■ O que fazer:
No texto sobre os memes do ministro Haddad, em banners de quais produções o rosto do ministro aparece sobreposto? Liste todas.

■ Texto fornecido:
O governo Lula da Silva ficou incomodado com o novo apelido que o ministro Fernando Haddad ganhou nas redes sociais. A disposição do ministro da Fazenda em encontrar formas de aumentar a arrecadação da União transformou Haddad no personagem “Taxad”, que proliferou na internet na forma de “memes” – sátiras típicas do mundo virtual.
Tudo começou há cerca de uma semana, com a perspectiva de que as compras realizadas por meio das plataformas estrangeiras de até US$ 50 passassem a recolher Imposto de Importação de 20% já a partir de 1.º de agosto. A cobrança, que ficou conhecida como “taxa das blusinhas”, foi aprovada pelo Congresso Nacional e sancionada pelo presidente Lula da Silva no fim do mês passado.
O desgaste associado à medida era mais do que esperado, mas talvez o que tenha surpreendido o governo tenha sido o deboche com que o tema foi tratado nas redes sociais. “Memes” não carecem de produção caprichada para viralizar e se disseminam com rapidez não apenas porque são engraçados, mas porque são facilmente compreendidos – e, principalmente, porque têm a capacidade de traduzir o estado de espírito predominante de boa parte da população.
A AP Exata Inteligência Digital contabilizou nada menos que 540 “memes” diferentes sobre o ministro na última semana. Na maioria deles, o rosto do ministro é sobreposto em banners de filmes, séries, programas televisivos e desenhos animados como um vilão, um super-herói ou um personagem do universo pop disposto a taxar o que vê pela frente. As imagens romperam os muros da polarização política que domina as redes sociais e foram compartilhadas à direita e à esquerda.
O governo demorou para se dar conta do fenômeno e optou por respostas tão destrambelhadas quanto ineficazes. Depois de ignorar a piada, passou a refutá-la com argumentos supostamente técnicos, enquanto a presidente do PT, Gleisi Hoffmann, atribuiu a bolsonaristas a autoria dos “ataques mentirosos” – o que não é verdade.

[Registros de origem]
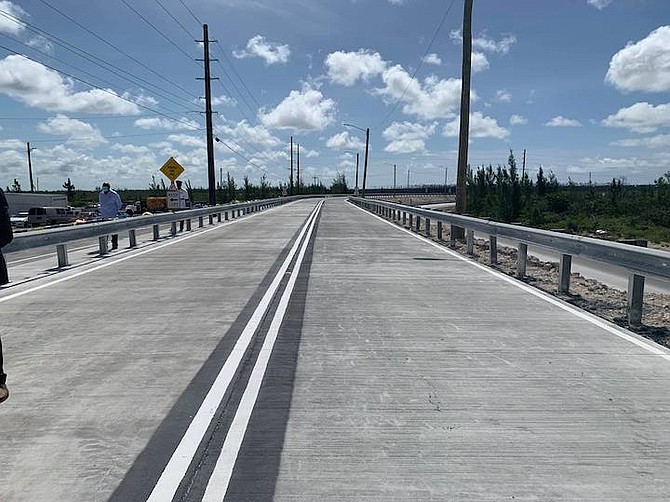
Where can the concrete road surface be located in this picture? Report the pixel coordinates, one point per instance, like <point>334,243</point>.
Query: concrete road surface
<point>316,352</point>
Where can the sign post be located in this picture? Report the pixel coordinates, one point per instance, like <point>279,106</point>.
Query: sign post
<point>172,170</point>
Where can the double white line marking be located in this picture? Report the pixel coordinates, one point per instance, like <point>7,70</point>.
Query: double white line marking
<point>182,457</point>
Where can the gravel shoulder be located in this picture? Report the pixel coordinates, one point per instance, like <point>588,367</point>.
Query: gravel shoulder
<point>588,294</point>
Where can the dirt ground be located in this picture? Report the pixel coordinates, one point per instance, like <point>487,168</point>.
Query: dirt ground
<point>588,294</point>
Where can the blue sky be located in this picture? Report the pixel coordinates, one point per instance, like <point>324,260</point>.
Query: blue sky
<point>110,90</point>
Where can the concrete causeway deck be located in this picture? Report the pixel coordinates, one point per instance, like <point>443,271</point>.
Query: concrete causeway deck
<point>400,371</point>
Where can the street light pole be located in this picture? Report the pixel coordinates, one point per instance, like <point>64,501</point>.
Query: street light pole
<point>30,169</point>
<point>367,147</point>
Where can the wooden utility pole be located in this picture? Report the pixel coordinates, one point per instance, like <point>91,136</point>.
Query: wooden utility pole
<point>461,203</point>
<point>211,175</point>
<point>290,192</point>
<point>30,169</point>
<point>356,188</point>
<point>298,180</point>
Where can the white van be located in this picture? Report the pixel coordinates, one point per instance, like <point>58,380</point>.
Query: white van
<point>48,216</point>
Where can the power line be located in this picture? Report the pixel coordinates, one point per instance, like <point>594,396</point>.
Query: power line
<point>140,63</point>
<point>85,55</point>
<point>112,93</point>
<point>176,20</point>
<point>430,45</point>
<point>191,12</point>
<point>159,32</point>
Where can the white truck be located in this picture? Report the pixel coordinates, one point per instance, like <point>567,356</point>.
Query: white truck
<point>20,202</point>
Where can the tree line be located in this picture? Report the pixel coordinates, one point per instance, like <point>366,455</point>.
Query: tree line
<point>622,210</point>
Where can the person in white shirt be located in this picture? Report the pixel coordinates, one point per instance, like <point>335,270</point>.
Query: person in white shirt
<point>110,205</point>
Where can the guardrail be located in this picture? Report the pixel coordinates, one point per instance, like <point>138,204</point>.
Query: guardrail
<point>638,261</point>
<point>61,236</point>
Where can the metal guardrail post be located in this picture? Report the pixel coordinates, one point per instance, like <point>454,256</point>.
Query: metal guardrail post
<point>493,249</point>
<point>61,253</point>
<point>564,270</point>
<point>102,244</point>
<point>635,299</point>
<point>521,260</point>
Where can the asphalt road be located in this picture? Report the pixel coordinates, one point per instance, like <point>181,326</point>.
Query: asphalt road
<point>316,352</point>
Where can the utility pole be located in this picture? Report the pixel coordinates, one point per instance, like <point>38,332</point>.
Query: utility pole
<point>365,166</point>
<point>211,176</point>
<point>298,180</point>
<point>290,192</point>
<point>356,189</point>
<point>465,113</point>
<point>30,169</point>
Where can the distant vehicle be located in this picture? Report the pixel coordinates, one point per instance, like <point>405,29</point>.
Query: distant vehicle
<point>20,220</point>
<point>49,216</point>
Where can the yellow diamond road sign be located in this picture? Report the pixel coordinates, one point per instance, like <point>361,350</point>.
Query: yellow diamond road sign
<point>172,169</point>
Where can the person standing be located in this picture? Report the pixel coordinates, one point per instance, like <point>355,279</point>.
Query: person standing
<point>6,236</point>
<point>184,203</point>
<point>110,205</point>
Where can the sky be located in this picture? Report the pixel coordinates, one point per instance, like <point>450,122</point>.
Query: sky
<point>108,91</point>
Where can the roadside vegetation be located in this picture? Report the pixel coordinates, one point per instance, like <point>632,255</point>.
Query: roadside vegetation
<point>612,211</point>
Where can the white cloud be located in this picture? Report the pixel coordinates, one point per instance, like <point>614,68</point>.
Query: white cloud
<point>187,140</point>
<point>480,127</point>
<point>304,110</point>
<point>345,140</point>
<point>408,137</point>
<point>658,141</point>
<point>8,25</point>
<point>39,87</point>
<point>516,119</point>
<point>78,133</point>
<point>483,43</point>
<point>503,95</point>
<point>561,121</point>
<point>166,124</point>
<point>433,98</point>
<point>479,62</point>
<point>244,132</point>
<point>271,52</point>
<point>599,4</point>
<point>644,65</point>
<point>640,117</point>
<point>432,59</point>
<point>347,67</point>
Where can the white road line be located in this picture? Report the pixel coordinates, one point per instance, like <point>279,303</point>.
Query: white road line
<point>620,332</point>
<point>220,478</point>
<point>182,457</point>
<point>128,257</point>
<point>48,255</point>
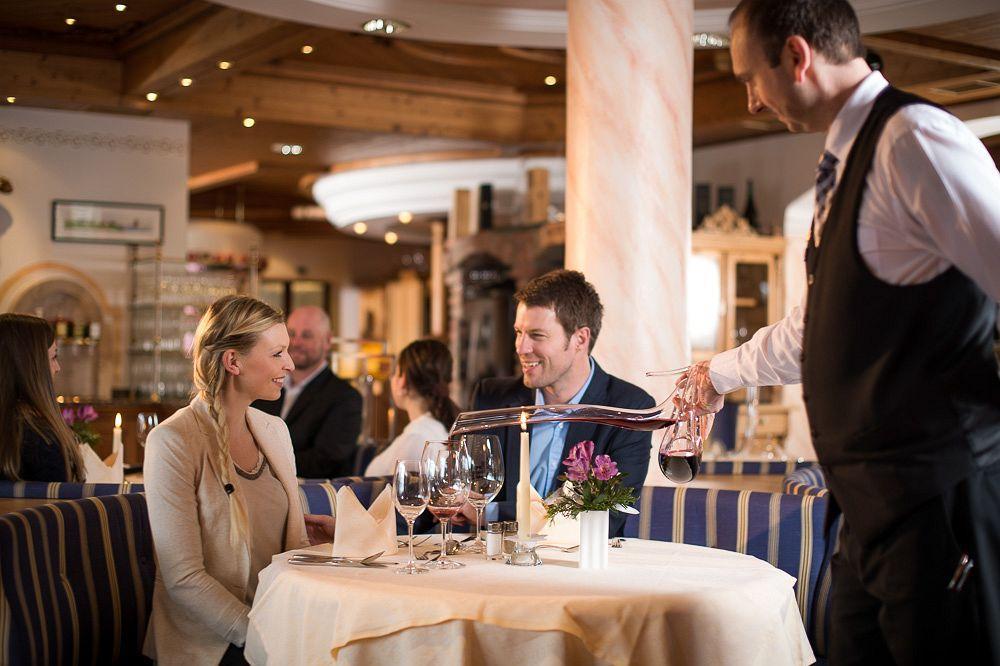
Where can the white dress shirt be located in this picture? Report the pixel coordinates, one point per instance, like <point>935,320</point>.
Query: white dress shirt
<point>932,201</point>
<point>409,445</point>
<point>292,391</point>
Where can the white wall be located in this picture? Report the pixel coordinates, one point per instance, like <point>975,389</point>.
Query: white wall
<point>92,157</point>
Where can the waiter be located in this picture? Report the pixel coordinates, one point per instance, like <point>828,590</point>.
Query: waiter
<point>893,344</point>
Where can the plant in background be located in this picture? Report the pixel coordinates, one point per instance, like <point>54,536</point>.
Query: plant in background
<point>590,484</point>
<point>79,418</point>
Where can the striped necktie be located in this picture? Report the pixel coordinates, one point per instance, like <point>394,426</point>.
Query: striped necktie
<point>826,178</point>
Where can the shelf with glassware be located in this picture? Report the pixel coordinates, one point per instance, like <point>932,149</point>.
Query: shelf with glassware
<point>168,298</point>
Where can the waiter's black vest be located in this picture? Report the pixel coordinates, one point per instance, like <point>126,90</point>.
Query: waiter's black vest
<point>901,384</point>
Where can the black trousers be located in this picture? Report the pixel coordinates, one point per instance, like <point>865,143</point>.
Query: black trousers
<point>890,602</point>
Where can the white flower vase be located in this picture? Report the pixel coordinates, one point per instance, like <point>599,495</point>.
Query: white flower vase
<point>594,540</point>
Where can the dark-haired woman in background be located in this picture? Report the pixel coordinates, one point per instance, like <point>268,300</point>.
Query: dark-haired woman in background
<point>420,386</point>
<point>35,443</point>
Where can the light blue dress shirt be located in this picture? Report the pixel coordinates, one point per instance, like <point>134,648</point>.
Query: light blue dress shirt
<point>548,441</point>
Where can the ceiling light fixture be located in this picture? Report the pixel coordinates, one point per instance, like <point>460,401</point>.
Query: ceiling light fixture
<point>709,40</point>
<point>386,26</point>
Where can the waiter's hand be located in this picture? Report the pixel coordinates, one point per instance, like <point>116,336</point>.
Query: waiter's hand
<point>695,391</point>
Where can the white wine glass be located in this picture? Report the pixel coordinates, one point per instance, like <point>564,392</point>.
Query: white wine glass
<point>447,467</point>
<point>486,479</point>
<point>409,494</point>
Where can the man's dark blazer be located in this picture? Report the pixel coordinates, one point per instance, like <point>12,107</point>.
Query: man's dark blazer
<point>629,448</point>
<point>324,422</point>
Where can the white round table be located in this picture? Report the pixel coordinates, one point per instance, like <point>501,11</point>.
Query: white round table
<point>657,602</point>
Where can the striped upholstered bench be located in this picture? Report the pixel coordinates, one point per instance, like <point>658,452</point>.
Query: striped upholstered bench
<point>76,581</point>
<point>45,490</point>
<point>806,481</point>
<point>783,530</point>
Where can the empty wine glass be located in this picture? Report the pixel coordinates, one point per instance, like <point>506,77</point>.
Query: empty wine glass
<point>486,479</point>
<point>447,467</point>
<point>144,422</point>
<point>410,494</point>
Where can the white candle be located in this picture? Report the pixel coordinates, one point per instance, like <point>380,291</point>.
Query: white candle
<point>116,438</point>
<point>524,484</point>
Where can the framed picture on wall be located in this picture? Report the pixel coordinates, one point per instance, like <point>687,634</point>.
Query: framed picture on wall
<point>106,222</point>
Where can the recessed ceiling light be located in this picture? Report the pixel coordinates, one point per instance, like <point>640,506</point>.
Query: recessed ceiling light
<point>386,26</point>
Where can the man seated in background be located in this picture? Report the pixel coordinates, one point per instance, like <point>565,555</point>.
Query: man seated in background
<point>322,411</point>
<point>557,322</point>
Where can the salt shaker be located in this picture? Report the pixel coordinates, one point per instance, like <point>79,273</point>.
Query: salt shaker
<point>494,540</point>
<point>509,536</point>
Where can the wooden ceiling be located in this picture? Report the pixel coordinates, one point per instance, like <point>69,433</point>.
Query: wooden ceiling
<point>357,96</point>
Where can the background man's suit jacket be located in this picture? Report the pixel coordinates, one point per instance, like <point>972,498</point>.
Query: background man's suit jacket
<point>630,449</point>
<point>324,422</point>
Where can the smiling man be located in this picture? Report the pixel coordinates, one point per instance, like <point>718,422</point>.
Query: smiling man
<point>557,322</point>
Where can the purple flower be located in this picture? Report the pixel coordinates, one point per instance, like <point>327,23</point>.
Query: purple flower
<point>605,468</point>
<point>578,462</point>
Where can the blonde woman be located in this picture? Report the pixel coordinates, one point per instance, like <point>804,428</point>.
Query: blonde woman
<point>221,488</point>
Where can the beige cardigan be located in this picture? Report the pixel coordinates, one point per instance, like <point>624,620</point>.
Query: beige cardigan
<point>198,607</point>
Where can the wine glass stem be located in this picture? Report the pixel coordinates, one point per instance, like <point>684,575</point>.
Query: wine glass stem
<point>409,540</point>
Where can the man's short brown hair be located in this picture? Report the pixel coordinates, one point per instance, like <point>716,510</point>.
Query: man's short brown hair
<point>574,300</point>
<point>830,26</point>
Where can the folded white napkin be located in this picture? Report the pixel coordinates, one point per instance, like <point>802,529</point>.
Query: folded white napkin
<point>100,471</point>
<point>360,532</point>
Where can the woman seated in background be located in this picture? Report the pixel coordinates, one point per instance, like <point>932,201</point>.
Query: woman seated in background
<point>35,443</point>
<point>221,488</point>
<point>420,386</point>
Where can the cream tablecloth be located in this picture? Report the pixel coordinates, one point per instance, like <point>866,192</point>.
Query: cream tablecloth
<point>657,603</point>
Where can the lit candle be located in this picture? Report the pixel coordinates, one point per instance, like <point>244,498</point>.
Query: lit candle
<point>524,485</point>
<point>116,439</point>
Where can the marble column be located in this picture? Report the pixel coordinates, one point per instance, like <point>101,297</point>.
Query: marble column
<point>628,193</point>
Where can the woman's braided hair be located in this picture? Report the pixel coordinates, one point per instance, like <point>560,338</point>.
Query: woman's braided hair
<point>232,322</point>
<point>426,365</point>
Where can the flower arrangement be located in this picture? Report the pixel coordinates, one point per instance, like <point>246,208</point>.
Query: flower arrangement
<point>590,484</point>
<point>79,418</point>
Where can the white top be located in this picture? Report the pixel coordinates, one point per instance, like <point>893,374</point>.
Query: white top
<point>292,391</point>
<point>408,446</point>
<point>932,202</point>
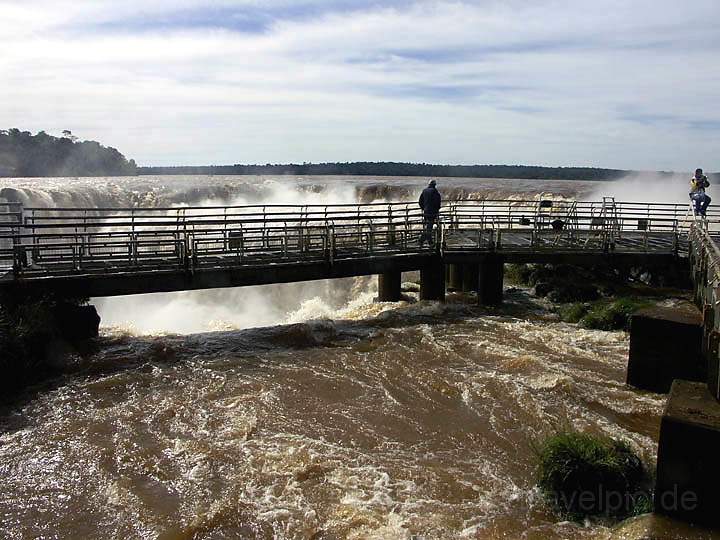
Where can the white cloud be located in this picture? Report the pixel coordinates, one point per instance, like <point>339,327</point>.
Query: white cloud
<point>609,83</point>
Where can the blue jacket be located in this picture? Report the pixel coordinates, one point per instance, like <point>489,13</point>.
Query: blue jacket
<point>430,201</point>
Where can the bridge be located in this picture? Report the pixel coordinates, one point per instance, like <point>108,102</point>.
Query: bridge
<point>115,251</point>
<point>96,252</point>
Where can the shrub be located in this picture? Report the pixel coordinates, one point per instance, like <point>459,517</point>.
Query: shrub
<point>586,475</point>
<point>518,273</point>
<point>572,313</point>
<point>613,316</point>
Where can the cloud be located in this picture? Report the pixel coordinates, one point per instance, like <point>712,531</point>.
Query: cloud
<point>609,83</point>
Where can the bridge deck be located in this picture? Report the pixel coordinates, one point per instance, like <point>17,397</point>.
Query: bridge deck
<point>84,246</point>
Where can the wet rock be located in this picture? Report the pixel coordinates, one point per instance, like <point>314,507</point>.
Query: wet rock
<point>543,288</point>
<point>575,292</point>
<point>657,527</point>
<point>76,323</point>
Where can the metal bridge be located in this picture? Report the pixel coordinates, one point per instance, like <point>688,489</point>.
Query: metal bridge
<point>112,251</point>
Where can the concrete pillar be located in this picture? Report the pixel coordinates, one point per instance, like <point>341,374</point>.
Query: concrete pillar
<point>389,286</point>
<point>665,344</point>
<point>455,276</point>
<point>470,277</point>
<point>432,281</point>
<point>490,282</point>
<point>688,468</point>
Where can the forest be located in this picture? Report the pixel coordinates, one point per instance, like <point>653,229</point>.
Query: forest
<point>369,168</point>
<point>23,154</point>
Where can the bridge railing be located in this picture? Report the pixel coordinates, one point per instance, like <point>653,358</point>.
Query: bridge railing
<point>66,240</point>
<point>48,241</point>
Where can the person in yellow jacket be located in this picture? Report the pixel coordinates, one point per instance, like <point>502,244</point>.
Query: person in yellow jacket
<point>699,198</point>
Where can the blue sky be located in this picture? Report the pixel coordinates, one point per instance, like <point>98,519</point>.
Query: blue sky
<point>552,82</point>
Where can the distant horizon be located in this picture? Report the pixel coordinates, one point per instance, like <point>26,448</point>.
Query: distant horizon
<point>439,164</point>
<point>632,85</point>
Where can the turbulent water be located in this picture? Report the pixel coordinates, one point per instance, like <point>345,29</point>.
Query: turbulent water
<point>306,410</point>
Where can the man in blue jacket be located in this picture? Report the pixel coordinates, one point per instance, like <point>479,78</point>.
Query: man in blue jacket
<point>429,202</point>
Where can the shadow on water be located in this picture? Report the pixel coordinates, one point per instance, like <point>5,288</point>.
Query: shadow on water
<point>118,352</point>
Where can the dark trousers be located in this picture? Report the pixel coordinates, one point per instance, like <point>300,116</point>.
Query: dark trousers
<point>428,224</point>
<point>701,201</point>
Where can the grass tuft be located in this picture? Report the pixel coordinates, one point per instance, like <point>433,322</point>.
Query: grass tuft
<point>586,475</point>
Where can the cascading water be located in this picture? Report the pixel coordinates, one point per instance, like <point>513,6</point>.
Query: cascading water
<point>313,413</point>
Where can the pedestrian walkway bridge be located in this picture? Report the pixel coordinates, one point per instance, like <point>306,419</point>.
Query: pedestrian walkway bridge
<point>114,251</point>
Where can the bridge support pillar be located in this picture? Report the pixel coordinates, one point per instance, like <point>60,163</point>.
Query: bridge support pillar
<point>688,469</point>
<point>455,276</point>
<point>470,277</point>
<point>389,286</point>
<point>665,344</point>
<point>491,272</point>
<point>432,281</point>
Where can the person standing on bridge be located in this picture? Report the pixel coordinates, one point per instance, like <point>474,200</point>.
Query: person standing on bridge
<point>430,201</point>
<point>699,198</point>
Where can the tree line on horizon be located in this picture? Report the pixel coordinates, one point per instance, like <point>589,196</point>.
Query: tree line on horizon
<point>385,168</point>
<point>23,154</point>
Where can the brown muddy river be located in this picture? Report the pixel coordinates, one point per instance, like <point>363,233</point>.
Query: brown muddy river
<point>339,418</point>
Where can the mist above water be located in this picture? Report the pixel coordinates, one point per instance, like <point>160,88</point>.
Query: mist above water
<point>199,311</point>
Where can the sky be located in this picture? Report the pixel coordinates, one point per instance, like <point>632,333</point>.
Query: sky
<point>632,84</point>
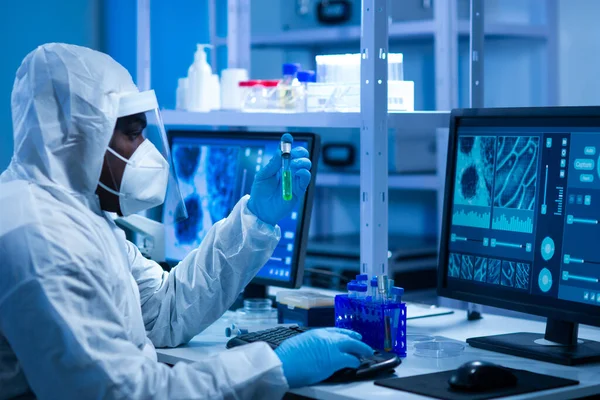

■ Resultado do exercício:
Filmes, séries, programas televisivos e desenhos animados.